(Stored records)
####

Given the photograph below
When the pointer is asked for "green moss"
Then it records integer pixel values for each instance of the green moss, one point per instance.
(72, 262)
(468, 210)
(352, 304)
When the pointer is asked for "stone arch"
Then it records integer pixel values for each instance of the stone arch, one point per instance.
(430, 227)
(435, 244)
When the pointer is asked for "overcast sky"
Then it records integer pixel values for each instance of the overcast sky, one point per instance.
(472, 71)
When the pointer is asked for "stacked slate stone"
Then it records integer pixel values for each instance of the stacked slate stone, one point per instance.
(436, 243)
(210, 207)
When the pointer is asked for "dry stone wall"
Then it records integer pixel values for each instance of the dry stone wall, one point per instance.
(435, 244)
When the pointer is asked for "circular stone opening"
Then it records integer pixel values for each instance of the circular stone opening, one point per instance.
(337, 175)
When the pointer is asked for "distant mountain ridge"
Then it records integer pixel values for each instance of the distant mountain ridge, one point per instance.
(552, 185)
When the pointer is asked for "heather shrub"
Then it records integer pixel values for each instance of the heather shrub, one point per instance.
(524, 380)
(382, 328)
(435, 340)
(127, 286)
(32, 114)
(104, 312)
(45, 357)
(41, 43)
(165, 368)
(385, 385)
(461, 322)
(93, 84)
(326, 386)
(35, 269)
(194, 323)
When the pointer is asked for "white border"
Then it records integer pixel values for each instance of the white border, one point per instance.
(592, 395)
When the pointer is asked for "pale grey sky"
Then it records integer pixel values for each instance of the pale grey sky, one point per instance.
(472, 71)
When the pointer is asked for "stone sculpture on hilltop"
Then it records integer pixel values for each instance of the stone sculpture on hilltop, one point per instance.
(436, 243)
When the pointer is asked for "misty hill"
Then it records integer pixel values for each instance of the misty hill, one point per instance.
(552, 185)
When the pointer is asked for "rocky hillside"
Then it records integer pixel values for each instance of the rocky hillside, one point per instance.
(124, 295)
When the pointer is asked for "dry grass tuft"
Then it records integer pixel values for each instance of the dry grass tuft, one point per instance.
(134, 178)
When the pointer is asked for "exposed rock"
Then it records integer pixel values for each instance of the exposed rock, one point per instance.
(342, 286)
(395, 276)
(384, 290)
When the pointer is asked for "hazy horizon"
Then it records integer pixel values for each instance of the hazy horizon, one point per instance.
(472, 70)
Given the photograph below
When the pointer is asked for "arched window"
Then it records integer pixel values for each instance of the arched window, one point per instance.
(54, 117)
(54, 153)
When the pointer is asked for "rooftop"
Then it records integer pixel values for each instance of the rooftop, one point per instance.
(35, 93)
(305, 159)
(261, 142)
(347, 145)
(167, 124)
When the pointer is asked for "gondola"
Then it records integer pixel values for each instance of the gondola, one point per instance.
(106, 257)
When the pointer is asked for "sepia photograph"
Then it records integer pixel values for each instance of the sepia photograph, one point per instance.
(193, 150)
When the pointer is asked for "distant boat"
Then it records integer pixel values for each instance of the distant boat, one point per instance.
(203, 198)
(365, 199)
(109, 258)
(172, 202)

####

→ WHAT YOU WILL DO
Extract all of the data exactly as written.

→ RESULT FOR THIS TASK
Given the photograph below
When the pointer is asked for "green moss"
Then it records integer pixel values for each instance of the green moss, one point per instance.
(72, 262)
(468, 210)
(352, 304)
When the pointer is asked for "stone arch"
Then it records integer pixel values for each instance of the stone arch, one point per instance.
(430, 227)
(435, 244)
When the pointer is asked for "overcast sky"
Then it records integer pixel values for each instance of the overcast sky, one point per instance.
(472, 71)
When the pointer is asked for "stacked slate stone"
Then it records integer pixel values for each instance of the stacked slate stone, one point per instance.
(436, 243)
(210, 207)
When the pointer is asked for "dry stone wall"
Then it records integer pixel values for each instance of the dry stone wall, one point per instance.
(435, 244)
When the pointer is asked for "circular stone opening"
Then it records integer pixel values for each instance of the circular stone opening, one point per instance.
(337, 175)
When the pointer is asked for "distant mountain ridge"
Then it records integer pixel values for each instance of the distant mountain ridge, one point per instance.
(552, 185)
When the pointer is asked for "heather shrub"
Then it records integer pixel values for each instance of the heather shrub, one point per instance.
(524, 380)
(382, 328)
(435, 340)
(127, 286)
(32, 114)
(104, 312)
(45, 357)
(41, 43)
(165, 368)
(385, 385)
(461, 322)
(93, 84)
(326, 386)
(35, 269)
(194, 323)
When the pointer is asked for "white border"
Then it records integer pixel values for each instance of the white border, one point per instance.
(592, 395)
When the pointer is asked for "pale grey sky"
Then it records integer pixel values for each instance of the pale grey sky, one point per instance.
(472, 71)
When the pointer is asked for "stone sculpture on hilltop"
Then it records integer pixel values for each instance of the stone sculpture on hilltop, one point per instance.
(436, 243)
When the pointer is asked for "misty hill"
Then it records integer pixel values for each instance of the misty hill, one point per instance.
(552, 185)
When the pointer is asked for "rocky hillside"
Then it records integer pixel values for each instance of the rocky hillside, one point per instance.
(124, 295)
When the pointer is asked for "dry grass tuft"
Then it records integer pixel values for each instance of the dry grass tuft, one point per instance.
(134, 178)
When the pointer is asked for "exposed rock"
Then it records integer pixel values for each instance of the exposed rock, one point per instance.
(342, 286)
(395, 276)
(384, 290)
When the pointer is asked for "hazy horizon"
Then it records integer pixel values for each instance of the hazy horizon, one point per instance.
(472, 70)
Given the photograph below
When the pointer is asked for "arched window"
Then it records integer pixel values for each instance of the arched window, one point per instance.
(54, 117)
(54, 153)
When the pointer is asked for "rooftop"
Then it records integer pixel values for each instance of the rooftop, one point per instance.
(35, 93)
(305, 159)
(261, 142)
(347, 145)
(167, 124)
When the pointer is asked for "gondola"
Then it records integer pixel values for each instance of the gondola, one point per instance.
(106, 257)
When the pointer is asked for "sepia photograph"
Then it records integer pixel values for each instance of the sepia photograph, one point per instance.
(193, 150)
When the pointer is asked for "distant boat"
Then it records integer pixel values for each instance of the distant boat, one point per instance.
(203, 198)
(365, 199)
(109, 258)
(172, 202)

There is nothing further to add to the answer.